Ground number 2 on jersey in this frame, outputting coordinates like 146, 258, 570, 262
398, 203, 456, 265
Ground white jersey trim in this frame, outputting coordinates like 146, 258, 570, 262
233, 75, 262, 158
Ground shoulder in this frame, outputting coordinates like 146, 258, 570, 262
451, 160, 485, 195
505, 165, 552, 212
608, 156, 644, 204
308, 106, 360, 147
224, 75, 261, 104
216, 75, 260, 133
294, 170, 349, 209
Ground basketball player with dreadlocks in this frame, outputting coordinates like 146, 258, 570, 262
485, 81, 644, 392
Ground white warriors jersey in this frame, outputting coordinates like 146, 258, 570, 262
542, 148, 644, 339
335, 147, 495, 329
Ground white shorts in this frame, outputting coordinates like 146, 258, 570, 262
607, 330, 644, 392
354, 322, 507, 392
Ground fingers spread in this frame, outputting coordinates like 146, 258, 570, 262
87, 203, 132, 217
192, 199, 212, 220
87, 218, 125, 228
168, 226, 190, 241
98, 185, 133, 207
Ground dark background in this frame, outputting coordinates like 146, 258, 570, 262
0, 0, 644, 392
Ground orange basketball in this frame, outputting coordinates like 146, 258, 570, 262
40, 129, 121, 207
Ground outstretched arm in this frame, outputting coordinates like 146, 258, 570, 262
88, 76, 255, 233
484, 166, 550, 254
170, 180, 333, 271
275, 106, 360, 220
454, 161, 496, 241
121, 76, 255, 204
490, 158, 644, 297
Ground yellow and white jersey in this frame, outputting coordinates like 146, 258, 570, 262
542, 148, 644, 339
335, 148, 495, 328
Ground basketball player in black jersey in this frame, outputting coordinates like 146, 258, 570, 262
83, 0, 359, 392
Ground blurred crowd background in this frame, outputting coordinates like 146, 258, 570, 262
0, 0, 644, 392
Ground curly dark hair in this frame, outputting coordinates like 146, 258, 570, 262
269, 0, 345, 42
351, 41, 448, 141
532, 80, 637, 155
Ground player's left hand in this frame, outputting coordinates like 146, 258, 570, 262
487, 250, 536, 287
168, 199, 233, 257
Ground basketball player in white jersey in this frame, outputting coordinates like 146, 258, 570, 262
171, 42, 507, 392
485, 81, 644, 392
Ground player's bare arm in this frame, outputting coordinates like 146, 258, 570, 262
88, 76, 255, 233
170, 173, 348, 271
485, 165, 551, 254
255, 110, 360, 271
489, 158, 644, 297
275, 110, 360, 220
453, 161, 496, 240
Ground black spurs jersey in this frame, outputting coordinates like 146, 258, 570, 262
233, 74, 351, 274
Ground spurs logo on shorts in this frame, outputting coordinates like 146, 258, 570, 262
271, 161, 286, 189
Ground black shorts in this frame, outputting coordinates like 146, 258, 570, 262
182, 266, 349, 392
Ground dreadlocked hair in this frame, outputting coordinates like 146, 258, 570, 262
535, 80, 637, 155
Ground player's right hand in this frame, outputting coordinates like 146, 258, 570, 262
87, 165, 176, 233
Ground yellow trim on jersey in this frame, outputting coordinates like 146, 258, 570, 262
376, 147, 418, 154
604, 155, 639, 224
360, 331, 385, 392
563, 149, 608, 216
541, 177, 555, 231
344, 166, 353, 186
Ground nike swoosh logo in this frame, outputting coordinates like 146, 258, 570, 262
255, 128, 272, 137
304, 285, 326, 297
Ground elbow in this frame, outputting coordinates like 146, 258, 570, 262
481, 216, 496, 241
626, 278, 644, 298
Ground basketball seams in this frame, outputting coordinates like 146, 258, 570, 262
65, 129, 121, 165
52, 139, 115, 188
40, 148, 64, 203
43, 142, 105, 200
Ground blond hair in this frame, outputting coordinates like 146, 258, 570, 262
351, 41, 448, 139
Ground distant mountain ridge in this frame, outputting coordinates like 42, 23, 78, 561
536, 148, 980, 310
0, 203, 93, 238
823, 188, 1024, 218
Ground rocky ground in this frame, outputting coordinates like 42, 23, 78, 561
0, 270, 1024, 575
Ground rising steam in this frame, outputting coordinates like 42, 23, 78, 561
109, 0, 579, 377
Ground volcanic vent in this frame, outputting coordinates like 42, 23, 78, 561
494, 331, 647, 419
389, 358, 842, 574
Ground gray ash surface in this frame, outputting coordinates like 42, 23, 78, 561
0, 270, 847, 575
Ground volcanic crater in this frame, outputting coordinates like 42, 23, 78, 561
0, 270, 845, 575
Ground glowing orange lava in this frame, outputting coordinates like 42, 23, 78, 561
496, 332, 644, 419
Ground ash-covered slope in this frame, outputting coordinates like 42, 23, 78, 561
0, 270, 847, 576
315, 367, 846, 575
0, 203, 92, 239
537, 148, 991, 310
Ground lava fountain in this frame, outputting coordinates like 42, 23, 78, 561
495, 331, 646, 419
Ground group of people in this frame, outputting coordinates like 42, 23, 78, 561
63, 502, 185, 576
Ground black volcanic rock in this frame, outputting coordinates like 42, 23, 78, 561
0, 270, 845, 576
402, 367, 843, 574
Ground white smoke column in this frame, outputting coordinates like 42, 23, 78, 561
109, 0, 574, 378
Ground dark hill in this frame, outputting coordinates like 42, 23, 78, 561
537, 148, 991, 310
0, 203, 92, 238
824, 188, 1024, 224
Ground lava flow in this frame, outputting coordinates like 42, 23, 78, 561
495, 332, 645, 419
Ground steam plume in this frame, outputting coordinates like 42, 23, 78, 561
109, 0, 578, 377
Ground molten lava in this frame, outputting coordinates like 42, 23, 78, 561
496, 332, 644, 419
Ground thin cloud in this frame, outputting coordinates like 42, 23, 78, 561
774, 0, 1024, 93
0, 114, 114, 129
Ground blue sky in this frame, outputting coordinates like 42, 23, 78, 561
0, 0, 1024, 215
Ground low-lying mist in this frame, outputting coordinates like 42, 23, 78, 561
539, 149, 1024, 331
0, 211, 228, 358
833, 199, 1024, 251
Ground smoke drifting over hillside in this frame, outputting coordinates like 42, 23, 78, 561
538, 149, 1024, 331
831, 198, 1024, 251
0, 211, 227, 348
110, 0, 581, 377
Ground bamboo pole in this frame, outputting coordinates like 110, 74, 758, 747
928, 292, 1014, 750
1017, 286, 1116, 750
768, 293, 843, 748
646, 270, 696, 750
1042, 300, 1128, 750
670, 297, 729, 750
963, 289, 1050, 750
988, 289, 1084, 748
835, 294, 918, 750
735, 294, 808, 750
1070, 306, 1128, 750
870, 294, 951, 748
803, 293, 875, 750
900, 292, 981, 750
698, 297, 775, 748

● ● ●

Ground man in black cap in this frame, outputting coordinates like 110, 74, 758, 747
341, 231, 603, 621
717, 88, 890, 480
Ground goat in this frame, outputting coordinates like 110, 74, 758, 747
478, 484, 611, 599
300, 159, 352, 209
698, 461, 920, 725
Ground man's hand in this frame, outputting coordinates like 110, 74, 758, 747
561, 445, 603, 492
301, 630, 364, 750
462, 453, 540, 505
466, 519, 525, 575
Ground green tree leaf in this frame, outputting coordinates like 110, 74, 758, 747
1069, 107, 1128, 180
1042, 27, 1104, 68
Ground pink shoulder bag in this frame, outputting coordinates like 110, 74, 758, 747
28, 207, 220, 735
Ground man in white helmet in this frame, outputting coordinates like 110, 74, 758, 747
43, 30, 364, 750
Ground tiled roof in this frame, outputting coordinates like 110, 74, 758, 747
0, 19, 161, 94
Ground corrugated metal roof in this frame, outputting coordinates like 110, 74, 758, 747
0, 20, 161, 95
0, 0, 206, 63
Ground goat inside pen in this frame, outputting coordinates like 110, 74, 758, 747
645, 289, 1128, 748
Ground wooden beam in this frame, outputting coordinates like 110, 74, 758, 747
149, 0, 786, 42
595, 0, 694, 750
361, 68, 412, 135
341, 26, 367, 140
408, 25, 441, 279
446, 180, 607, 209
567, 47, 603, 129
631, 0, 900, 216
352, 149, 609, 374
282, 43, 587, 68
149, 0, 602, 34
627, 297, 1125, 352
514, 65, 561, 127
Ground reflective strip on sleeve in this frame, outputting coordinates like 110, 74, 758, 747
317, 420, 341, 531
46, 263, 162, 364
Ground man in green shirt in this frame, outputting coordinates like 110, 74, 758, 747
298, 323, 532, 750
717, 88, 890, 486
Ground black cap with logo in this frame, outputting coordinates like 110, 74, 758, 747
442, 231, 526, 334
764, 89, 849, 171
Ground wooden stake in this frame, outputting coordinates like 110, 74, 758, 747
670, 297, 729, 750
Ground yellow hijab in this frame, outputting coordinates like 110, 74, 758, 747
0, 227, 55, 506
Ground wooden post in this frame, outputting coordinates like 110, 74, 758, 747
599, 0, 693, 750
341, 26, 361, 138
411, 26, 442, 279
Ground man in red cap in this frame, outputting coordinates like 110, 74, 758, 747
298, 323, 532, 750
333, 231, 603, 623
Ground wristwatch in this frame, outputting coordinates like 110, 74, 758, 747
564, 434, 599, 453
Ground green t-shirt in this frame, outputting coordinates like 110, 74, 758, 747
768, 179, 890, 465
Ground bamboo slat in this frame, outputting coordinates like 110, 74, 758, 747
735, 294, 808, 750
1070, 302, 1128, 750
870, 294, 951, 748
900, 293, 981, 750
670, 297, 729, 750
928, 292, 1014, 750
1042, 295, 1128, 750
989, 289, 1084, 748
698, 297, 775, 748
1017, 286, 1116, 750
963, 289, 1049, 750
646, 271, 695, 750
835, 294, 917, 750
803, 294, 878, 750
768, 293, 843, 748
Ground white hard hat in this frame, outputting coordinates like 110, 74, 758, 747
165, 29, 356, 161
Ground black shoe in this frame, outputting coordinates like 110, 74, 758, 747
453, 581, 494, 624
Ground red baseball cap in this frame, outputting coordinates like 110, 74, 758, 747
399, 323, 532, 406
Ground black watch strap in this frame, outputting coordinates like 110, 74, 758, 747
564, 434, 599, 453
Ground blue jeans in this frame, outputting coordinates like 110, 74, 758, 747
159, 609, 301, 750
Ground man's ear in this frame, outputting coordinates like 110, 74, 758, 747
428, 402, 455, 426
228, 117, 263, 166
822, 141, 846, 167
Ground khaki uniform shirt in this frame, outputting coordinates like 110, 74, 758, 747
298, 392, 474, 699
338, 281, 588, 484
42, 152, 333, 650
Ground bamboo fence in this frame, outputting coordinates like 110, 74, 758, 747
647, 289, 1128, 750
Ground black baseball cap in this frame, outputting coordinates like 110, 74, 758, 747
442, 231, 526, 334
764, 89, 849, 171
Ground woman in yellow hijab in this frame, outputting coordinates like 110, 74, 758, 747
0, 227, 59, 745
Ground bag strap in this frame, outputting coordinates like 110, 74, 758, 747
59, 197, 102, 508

● ● ●

◆ **Exercise objective**: Convert the data above into a Markdown table with columns Row and Entry, starting at the line containing "Ground gray ash" and ending at the line containing "0, 270, 845, 575", both included. Number each row, and leave out blank lines.

◆ **Finished exercise**:
| Row | Entry |
|---|---|
| 1 | Ground gray ash surface in this frame, outputting coordinates like 42, 23, 78, 561 |
| 2 | 0, 270, 847, 575 |
| 3 | Ground volcanic crater in this frame, outputting coordinates like 42, 23, 78, 561 |
| 4 | 0, 270, 845, 575 |